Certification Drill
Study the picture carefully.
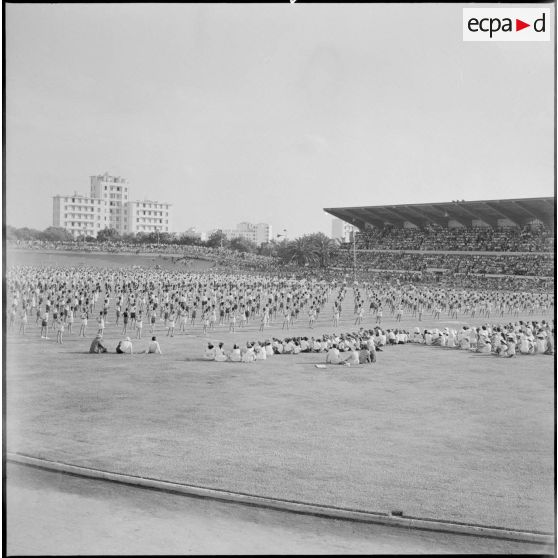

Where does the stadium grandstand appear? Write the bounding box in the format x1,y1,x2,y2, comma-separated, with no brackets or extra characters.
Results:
324,197,555,286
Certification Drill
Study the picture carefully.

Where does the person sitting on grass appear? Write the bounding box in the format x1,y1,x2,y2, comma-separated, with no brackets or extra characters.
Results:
242,344,256,362
203,343,217,360
116,337,134,355
215,341,227,362
326,345,342,364
145,335,163,355
343,347,360,366
89,333,107,354
229,344,242,362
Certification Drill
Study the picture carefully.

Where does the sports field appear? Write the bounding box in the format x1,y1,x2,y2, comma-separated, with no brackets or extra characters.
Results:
6,254,554,532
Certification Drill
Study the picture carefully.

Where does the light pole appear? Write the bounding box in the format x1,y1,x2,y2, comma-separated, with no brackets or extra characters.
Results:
353,225,356,283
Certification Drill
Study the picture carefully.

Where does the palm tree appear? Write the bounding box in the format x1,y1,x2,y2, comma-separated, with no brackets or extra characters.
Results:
310,233,339,267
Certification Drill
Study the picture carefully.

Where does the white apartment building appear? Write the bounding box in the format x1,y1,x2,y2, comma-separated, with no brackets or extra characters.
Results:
52,192,108,237
127,200,171,233
223,221,272,246
91,173,132,234
331,218,358,242
52,173,172,237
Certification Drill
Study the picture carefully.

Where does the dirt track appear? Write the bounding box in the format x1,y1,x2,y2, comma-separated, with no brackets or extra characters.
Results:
7,464,552,555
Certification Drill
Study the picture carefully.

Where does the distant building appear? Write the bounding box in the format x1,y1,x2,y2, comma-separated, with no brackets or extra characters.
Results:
331,218,355,242
222,221,272,246
52,173,172,237
127,200,171,233
91,173,132,234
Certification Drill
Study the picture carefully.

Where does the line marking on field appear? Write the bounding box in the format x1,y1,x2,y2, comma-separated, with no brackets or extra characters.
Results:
6,453,554,545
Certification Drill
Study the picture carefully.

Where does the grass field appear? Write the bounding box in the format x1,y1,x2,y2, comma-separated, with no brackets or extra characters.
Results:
6,255,554,532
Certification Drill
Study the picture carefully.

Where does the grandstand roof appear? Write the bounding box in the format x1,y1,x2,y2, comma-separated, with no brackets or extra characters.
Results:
324,197,555,229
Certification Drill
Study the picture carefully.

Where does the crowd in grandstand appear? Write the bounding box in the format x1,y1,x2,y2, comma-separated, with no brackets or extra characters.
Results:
334,246,554,277
356,225,554,252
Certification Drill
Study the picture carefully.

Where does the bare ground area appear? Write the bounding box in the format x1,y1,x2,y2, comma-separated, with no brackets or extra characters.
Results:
6,464,553,556
6,250,554,532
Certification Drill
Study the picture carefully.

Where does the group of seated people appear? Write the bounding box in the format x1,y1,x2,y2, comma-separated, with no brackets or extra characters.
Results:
356,224,554,252
203,327,420,365
89,333,163,355
411,320,555,357
203,320,555,366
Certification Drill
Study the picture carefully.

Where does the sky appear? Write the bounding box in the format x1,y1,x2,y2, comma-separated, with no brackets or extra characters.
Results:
5,2,554,238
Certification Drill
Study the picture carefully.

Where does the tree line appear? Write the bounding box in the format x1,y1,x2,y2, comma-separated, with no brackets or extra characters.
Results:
5,225,340,267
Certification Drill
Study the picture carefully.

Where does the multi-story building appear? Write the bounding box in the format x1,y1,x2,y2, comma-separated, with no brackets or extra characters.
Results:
52,192,109,237
127,200,171,233
331,218,355,242
52,173,172,237
91,173,132,234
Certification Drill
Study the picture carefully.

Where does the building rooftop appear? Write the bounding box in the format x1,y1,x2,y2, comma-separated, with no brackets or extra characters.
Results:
324,197,556,229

-*-

*Task to carry out:* Please quote the records word for word, from the first line through the line with "6,254,554,532", and leave the pictures out of your answer.

*Written answer:*
Certification Drill
Study the picture carefully.

Where does the stadium grandstand appear? Write the bounding box in the format x1,y1,x2,y2, comma-separated, with no brackets or extra characters.
Results:
324,197,555,286
Certification Drill
Study the picture carefully.

Where does the person sitting on grass appear? Write the bounding box in the format x1,y1,x2,y2, comma-separated, with no brackets or extra characters.
Results:
242,344,256,362
203,343,217,360
116,337,134,355
215,341,227,362
326,345,342,364
145,335,163,355
343,347,360,366
89,333,107,354
229,344,242,362
Certification Drill
Study the picture carefully.

Where does the sports field appear? Write the bounding box in the format x1,y1,x2,y2, comma-separated, with no brackets or extra characters.
Results:
6,254,554,532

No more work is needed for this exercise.